* **What this task involves**:
Count the lines in the entries below that contain the string "fish", with case counting, and give only the number.

* **Dataset rows**:
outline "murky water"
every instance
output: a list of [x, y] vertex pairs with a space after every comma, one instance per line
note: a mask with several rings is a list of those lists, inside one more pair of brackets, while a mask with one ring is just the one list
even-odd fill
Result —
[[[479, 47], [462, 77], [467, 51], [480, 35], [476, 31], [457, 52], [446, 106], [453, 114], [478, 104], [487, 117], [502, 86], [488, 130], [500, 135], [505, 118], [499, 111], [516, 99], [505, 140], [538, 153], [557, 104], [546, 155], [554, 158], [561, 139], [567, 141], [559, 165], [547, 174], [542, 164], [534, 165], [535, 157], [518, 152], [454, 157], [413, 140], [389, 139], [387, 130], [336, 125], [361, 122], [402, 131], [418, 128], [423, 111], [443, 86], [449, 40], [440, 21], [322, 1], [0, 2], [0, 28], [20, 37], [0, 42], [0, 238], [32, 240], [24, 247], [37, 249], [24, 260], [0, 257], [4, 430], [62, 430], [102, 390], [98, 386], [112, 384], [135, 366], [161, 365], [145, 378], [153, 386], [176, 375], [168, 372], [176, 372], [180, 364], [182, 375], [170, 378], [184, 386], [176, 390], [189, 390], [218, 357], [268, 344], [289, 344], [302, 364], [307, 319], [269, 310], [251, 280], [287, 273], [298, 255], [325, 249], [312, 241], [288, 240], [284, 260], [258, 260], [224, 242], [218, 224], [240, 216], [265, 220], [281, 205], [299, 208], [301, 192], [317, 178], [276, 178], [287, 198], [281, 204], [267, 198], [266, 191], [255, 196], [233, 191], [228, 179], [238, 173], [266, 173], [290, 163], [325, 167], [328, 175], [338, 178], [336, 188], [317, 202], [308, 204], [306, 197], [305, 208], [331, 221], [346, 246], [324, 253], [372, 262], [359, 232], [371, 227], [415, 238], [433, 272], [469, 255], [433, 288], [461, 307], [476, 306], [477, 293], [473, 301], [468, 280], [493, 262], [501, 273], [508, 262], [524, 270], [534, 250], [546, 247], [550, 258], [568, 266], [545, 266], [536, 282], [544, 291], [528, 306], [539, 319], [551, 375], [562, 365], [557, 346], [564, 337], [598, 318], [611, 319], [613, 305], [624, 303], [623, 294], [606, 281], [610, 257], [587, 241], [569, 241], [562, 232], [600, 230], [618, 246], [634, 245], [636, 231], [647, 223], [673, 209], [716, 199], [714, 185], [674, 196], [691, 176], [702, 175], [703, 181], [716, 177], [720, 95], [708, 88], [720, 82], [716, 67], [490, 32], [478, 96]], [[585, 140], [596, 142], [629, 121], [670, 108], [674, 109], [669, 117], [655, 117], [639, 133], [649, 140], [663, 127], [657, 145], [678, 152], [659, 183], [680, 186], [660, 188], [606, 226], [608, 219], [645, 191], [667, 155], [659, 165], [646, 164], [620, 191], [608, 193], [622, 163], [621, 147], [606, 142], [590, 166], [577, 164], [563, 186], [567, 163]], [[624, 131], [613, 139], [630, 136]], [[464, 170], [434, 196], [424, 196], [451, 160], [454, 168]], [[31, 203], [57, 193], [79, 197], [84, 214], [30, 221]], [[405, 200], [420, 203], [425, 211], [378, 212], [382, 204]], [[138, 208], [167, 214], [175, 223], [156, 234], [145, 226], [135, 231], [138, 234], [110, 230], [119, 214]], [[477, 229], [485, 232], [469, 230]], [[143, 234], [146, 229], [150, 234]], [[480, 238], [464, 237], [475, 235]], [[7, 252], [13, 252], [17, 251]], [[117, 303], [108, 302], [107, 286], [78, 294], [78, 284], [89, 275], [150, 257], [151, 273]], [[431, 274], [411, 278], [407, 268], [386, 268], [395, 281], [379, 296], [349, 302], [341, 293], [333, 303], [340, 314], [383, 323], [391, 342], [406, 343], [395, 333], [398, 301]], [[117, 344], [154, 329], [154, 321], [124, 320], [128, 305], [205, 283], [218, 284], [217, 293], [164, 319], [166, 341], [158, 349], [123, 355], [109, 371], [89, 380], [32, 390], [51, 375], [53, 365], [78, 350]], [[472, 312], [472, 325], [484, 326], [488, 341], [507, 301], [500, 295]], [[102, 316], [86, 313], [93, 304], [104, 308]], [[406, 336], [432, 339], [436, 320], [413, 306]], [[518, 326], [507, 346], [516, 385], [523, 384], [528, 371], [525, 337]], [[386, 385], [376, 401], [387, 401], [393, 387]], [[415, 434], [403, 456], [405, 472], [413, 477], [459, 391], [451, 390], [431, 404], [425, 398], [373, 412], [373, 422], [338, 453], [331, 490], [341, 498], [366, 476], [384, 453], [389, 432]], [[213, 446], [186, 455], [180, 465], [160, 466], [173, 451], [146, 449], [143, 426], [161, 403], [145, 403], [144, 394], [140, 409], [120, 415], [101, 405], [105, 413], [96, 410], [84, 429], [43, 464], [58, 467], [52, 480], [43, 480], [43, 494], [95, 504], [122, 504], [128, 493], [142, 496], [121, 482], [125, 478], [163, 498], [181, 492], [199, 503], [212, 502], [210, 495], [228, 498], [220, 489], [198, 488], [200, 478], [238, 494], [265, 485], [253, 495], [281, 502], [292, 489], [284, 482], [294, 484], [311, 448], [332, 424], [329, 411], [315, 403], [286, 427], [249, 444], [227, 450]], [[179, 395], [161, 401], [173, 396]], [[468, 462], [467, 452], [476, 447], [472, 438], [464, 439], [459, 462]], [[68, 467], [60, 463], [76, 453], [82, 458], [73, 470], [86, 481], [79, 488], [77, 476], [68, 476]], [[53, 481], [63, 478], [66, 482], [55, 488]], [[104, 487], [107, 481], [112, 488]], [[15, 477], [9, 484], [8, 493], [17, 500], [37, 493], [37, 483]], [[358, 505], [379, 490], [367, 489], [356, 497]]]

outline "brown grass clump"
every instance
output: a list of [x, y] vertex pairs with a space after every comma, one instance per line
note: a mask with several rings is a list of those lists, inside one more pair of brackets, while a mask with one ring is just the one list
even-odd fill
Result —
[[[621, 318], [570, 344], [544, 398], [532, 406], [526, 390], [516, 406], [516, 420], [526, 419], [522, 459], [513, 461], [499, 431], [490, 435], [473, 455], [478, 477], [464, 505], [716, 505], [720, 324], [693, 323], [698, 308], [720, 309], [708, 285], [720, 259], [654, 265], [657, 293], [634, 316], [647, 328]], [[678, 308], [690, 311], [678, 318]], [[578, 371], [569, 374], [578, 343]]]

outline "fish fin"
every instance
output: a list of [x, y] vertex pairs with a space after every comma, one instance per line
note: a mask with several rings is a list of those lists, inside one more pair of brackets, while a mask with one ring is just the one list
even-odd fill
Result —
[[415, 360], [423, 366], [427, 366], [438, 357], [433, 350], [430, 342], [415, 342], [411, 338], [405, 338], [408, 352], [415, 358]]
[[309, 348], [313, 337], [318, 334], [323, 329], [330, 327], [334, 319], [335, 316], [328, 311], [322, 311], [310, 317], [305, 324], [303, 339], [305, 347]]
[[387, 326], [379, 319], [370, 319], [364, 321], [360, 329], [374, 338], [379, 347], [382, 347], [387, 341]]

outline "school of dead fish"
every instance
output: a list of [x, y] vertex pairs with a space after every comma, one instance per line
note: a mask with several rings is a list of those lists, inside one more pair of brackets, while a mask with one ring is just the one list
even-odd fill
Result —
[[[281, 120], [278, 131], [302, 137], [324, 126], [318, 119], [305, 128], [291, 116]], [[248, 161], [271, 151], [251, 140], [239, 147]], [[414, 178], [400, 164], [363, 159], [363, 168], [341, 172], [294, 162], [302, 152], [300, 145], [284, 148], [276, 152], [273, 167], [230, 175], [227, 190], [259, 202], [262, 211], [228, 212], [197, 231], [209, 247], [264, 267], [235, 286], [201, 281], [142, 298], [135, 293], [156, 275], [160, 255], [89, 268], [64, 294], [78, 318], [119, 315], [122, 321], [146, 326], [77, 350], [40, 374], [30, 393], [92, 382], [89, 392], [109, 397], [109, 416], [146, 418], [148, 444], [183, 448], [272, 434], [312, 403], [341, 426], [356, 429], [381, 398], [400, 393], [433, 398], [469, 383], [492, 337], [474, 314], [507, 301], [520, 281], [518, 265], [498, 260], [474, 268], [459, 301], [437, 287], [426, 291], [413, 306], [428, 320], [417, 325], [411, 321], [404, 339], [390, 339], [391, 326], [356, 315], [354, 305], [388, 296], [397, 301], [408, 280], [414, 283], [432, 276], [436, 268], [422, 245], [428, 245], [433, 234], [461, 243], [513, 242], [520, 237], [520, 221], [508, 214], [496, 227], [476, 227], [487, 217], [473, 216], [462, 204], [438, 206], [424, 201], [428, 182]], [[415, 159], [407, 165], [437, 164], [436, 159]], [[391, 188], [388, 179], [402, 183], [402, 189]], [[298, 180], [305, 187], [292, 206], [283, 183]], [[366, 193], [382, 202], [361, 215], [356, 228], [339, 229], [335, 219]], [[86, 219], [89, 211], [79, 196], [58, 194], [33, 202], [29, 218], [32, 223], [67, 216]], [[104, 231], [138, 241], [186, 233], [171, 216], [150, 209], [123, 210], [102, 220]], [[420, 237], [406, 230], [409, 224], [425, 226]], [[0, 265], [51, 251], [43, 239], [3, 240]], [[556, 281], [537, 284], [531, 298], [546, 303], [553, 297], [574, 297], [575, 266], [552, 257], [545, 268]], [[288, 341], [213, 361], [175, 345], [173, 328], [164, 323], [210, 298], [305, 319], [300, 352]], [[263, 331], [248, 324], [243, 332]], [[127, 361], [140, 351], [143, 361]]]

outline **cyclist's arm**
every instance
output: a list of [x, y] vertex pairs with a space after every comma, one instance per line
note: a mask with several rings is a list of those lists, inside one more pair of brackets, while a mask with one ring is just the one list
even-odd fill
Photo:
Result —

* **Task response**:
2